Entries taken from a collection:
^^^^^^^^

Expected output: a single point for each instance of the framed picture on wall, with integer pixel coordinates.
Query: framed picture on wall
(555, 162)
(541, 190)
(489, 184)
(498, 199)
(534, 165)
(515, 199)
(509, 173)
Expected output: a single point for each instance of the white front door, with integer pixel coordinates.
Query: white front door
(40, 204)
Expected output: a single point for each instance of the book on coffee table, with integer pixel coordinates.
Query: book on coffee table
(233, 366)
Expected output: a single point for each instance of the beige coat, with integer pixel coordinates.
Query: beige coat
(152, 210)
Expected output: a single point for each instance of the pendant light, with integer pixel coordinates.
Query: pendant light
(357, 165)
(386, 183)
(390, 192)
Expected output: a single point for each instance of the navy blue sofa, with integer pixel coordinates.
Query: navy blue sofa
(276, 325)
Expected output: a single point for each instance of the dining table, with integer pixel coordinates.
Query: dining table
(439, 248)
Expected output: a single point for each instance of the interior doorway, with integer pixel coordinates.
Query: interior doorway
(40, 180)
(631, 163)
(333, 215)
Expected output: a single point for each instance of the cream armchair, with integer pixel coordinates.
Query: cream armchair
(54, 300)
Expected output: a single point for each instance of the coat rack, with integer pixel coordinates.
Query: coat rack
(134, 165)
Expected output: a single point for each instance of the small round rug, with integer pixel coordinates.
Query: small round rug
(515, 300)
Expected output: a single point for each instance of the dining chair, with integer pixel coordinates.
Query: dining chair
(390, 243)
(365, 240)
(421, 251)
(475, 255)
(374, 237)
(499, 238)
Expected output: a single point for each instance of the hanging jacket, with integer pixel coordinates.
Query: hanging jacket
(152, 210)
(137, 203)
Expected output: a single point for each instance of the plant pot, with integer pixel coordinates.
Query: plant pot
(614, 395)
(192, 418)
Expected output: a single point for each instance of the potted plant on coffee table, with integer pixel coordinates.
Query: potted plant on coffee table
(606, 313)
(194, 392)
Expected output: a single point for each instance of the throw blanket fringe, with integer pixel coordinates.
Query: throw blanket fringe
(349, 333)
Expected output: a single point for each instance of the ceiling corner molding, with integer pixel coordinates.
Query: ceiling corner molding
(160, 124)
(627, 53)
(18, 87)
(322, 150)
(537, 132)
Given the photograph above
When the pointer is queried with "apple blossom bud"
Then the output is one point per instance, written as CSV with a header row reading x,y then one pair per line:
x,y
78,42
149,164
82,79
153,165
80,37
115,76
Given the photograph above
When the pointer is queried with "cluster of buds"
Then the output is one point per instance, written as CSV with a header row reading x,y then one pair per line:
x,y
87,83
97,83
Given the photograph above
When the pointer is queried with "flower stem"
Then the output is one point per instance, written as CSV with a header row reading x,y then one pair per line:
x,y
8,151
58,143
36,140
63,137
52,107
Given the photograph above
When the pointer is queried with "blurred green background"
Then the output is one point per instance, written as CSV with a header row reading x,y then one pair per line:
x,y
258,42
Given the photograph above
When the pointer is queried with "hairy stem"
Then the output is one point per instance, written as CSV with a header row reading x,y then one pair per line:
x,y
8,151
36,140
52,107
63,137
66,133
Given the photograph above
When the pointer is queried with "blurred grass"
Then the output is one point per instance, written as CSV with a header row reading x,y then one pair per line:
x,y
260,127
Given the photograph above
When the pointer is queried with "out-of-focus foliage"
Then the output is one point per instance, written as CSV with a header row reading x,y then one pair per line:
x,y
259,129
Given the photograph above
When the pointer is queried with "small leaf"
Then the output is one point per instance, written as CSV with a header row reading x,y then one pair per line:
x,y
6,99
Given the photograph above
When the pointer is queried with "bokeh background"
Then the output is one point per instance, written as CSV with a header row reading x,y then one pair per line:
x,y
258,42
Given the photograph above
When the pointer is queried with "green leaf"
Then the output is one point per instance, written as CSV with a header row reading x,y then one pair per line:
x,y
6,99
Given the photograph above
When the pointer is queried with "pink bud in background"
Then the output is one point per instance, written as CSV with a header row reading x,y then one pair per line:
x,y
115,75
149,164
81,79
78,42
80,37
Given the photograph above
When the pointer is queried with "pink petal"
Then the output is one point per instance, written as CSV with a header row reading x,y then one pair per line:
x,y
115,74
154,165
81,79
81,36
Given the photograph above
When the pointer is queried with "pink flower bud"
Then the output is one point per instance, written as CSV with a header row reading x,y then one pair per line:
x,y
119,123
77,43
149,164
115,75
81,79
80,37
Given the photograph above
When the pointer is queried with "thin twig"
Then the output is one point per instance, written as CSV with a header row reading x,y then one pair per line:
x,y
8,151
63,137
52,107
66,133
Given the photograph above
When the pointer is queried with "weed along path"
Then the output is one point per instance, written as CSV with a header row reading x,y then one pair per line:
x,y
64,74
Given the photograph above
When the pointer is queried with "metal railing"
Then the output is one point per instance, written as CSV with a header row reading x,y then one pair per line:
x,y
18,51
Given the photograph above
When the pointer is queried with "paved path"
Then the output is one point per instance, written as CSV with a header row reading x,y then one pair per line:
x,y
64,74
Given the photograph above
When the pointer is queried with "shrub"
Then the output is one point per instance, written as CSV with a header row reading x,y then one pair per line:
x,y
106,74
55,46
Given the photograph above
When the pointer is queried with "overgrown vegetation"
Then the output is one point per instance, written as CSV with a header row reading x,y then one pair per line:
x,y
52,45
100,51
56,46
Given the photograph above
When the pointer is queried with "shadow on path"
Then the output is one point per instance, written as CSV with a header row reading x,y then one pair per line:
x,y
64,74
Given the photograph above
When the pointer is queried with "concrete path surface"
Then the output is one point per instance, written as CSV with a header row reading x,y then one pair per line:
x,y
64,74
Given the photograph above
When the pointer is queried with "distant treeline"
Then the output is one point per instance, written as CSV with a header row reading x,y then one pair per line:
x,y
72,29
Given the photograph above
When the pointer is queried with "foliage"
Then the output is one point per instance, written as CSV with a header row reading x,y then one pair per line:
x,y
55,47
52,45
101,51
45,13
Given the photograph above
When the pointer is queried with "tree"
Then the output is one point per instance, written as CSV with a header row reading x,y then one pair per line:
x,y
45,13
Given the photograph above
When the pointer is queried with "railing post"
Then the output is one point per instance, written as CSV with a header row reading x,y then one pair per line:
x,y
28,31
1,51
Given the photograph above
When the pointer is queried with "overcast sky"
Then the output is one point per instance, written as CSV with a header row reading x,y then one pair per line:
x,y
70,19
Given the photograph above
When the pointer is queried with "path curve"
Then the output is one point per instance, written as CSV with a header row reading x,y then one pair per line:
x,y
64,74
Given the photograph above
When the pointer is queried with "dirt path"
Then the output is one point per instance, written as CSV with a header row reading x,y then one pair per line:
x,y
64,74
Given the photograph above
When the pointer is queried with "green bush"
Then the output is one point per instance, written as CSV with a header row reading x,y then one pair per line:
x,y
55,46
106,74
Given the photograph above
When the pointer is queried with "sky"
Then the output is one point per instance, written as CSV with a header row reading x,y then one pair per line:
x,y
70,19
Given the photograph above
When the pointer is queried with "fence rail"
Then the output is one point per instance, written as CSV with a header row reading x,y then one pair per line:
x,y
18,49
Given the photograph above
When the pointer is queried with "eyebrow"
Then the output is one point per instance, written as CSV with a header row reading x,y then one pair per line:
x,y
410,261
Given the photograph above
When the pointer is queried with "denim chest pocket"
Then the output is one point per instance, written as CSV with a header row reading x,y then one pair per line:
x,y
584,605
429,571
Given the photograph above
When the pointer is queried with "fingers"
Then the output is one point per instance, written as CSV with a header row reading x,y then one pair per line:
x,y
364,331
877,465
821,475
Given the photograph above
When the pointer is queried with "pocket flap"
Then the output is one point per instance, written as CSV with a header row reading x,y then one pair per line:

^^^^^^^^

• WHAT IS NEEDED
Each entry above needs to be retyped exactly.

• SOLUTION TO THE PROBLEM
Expected output: a single point for each instance of the framed picture on wall, with integer pixel coordinates.
Query: framed picture on wall
(555, 162)
(541, 190)
(489, 184)
(498, 199)
(534, 165)
(515, 199)
(509, 173)
Expected output: a single point for each instance of the white front door, with integer pixel coordinates.
Query: white front door
(40, 204)
Expected output: a single point for each instance of the book on coffee table, with integer pixel coordinates.
Query: book on coffee table
(233, 366)
Expected output: a single point for each instance of the beige coat, with integer pixel coordinates.
Query: beige coat
(152, 210)
Expected output: a single point for each instance of the pendant light, with integer pixel coordinates.
Query: pendant light
(357, 165)
(386, 183)
(390, 192)
Expected output: a single point for each instance of the navy blue sofa, with integer pixel coordinates.
Query: navy blue sofa
(276, 325)
Expected output: a single point for each instance of the dining table, with integer pixel coordinates.
Query: dining table
(439, 248)
Expected output: a single point for each instance of the interior doorway, with integer pixel coordinates.
Query: interior doorway
(40, 180)
(631, 163)
(333, 215)
Expected output: a single point for each instance of the cream armchair, with integer pixel coordinates.
Query: cream armchair
(54, 300)
Expected output: a single point for each instance of the coat rack, with integer pixel coordinates.
Query: coat rack
(134, 165)
Expected output: a single point for each instance of the small round rug, with integer pixel coordinates.
Query: small round rug
(515, 300)
Expected output: a single point for each instance of the dining chair, with integer pixel coordinates.
Query: dining chair
(390, 243)
(365, 240)
(421, 251)
(475, 255)
(374, 237)
(499, 238)
Expected output: a single point for each instance of the hanging jacket, with integer pixel coordinates.
Query: hanging jacket
(152, 210)
(137, 203)
Expected output: a single point for each instance of the plant pot, with integer pixel coordinates.
Query: plant pot
(614, 395)
(192, 418)
Expected output: a single point for each instance of the potted plant on coffee table, with integer pixel coordinates.
Query: potted plant on coffee table
(606, 313)
(194, 392)
Expected output: a single point for each instance of the throw blanket fringe, with integer pixel coordinates.
Query: throw blanket fringe
(349, 333)
Expected output: a single point for each instance of the ceiling corner molding, with integer pixel coordinates.
Query: ceiling corner molding
(160, 124)
(627, 53)
(18, 87)
(322, 150)
(537, 132)
Given the photograph above
When the pointer is queried with "apple blossom bud"
Then the output is one point per instance, written as CSV with a header row reading x,y then one pair per line:
x,y
78,42
149,164
82,79
153,165
80,37
115,76
Given the photograph above
When the pointer is queried with "cluster of buds"
Then the output is one point per instance, written as CSV with a header row reading x,y then one pair per line:
x,y
87,83
97,83
Given the photograph above
When the pointer is queried with "flower stem"
Then the output is one point per instance, written as CSV with a header row reading x,y then one pair per line:
x,y
8,151
58,143
36,140
63,137
52,107
Given the photograph above
When the pointer is queried with "blurred green background"
Then the output is one point per instance, written as CSV with a header row reading x,y then one pair per line:
x,y
258,42
Given the photograph above
When the pointer is queried with "hairy stem"
Then the output is one point per instance, written as CSV with a header row reading x,y then one pair per line:
x,y
8,151
36,140
52,107
63,137
66,133
Given the photograph above
When the pointer is queried with "blurred grass"
Then the output is one point per instance, written as CSV with a header row reading x,y then one pair per line:
x,y
260,127
Given the photograph above
When the pointer is queried with "out-of-focus foliage"
Then the output is one point per instance, written as CSV with a header row reading x,y then one pair per line:
x,y
259,129
Given the photograph above
When the pointer is queried with "small leaf"
Then the output is one point per instance, written as CSV with a header row reading x,y then one pair per line:
x,y
6,99
Given the photograph above
When the pointer is queried with "bokeh background"
Then the output is one point per instance, written as CSV with a header row reading x,y then one pair per line:
x,y
258,42
Given the photograph above
When the pointer is queried with "green leaf"
Then the output is one point per instance, written as CSV with a header row reading x,y then one pair per line:
x,y
6,99
Given the photograph above
When the pointer is queried with "pink bud in background"
Then the output is one point per instance, written as CSV with a header row reading x,y then one pair per line:
x,y
115,75
149,164
81,79
78,42
80,37
Given the photograph above
When the pointer is queried with "pink petal"
Then the output is one point per instance, written as CSV with a header row reading x,y then one pair per line:
x,y
115,74
154,165
81,79
81,36
Given the photograph above
When the pointer is queried with "pink flower bud"
Then the output is one point per instance, written as CSV with a header row reading x,y then one pair per line:
x,y
119,123
77,43
149,164
115,75
81,79
80,37
Given the photograph above
When the pointer is queried with "thin twig"
Then the output is one point per instance, written as CSV with a header row reading x,y then one pair per line:
x,y
8,151
63,137
52,107
66,133
Given the photograph above
When the pointer is queried with "weed along path"
Then the output is one point per instance, written as CSV with a header row reading x,y then one pair per line:
x,y
64,74
Given the photograph above
When the pointer is queried with "metal railing"
Then the output is one point per instance, written as CSV with a header row reading x,y then one pair per line:
x,y
18,51
Given the photograph above
When the pointer is queried with "paved path"
Then the output is one point per instance, written as CSV with a header row reading x,y then one pair per line:
x,y
64,74
Given the photograph above
When the pointer is queried with "shrub"
Then the output is one point per instance, written as CSV with a header row reading x,y then one pair per line:
x,y
106,74
55,46
Given the photograph above
When the pointer is queried with "overgrown vegetation"
Then the output is one point per instance, written as CSV with a header row reading x,y then one pair per line:
x,y
52,45
100,51
56,46
Given the photograph above
When the pointer is queried with "shadow on path"
Then the output is one point per instance, written as CSV with a header row reading x,y then one pair per line:
x,y
64,74
Given the photograph above
When the pointer is queried with "concrete path surface"
Then the output is one point per instance, written as CSV with a header row reading x,y then one pair per line:
x,y
64,74
Given the photograph above
When the pointer is queried with "distant treeline"
Then the output is one point per instance, written as CSV with a header row reading x,y then one pair per line:
x,y
72,29
Given the photograph above
When the pointer is queried with "foliage"
Then the output is one point per instance, written as CSV with a header row reading x,y then one pair per line:
x,y
55,47
52,45
101,51
45,13
Given the photograph above
When the pointer is queried with "tree"
Then the output is one point per instance, written as CSV with a header row reading x,y then one pair per line:
x,y
45,13
Given the photograph above
When the pointer is queried with "railing post"
Then the output is one point per instance, written as CSV with a header row reading x,y then one pair per line:
x,y
28,31
1,51
Given the photograph above
When the pointer is queried with "overcast sky"
Then the output is one point per instance, written as CSV with a header row reading x,y then one pair per line:
x,y
70,19
Given the photograph above
When the pointer is queried with "path curve"
Then the output is one point per instance, written as CSV with a header row reading x,y then one pair per line:
x,y
64,74
Given the photograph above
When the pointer is queried with "dirt path"
Then the output is one point per instance, written as CSV with a header row reading x,y then one pair per line:
x,y
64,74
Given the photograph above
When the pointer is queried with "green bush"
Then the output is one point per instance, written as CSV with a header row reading x,y then one pair per line:
x,y
55,46
106,74
Given the photograph above
When the pointer is queried with "sky"
Then the output is one point per instance, written as CSV with a header row reading x,y then one pair per line:
x,y
70,19
Given the photograph above
When the pointer is queried with "fence rail"
Then the output is one point per instance, written as CSV with a header row reading x,y then one pair per line:
x,y
18,49
Given the photograph above
When the pointer is queried with "eyebrow"
Then the output is one point per instance, written as CSV with a header row reading x,y then one pair per line:
x,y
410,261
Given the photograph above
When the pointer is queried with "denim chest pocket"
Then the output is one point per instance, written as CSV with a header row reading x,y then one pair per line:
x,y
584,605
429,571
Given the photograph above
When the pointer is queried with "fingers"
Then the output is one point per instance, written as CSV with a header row reading x,y then one pair per line:
x,y
364,331
877,465
821,475
Given the photograph above
When the pointer is queried with "pocket flap"
Then the output is one point per instance, written as CSV with a header row reading x,y then one pair per line:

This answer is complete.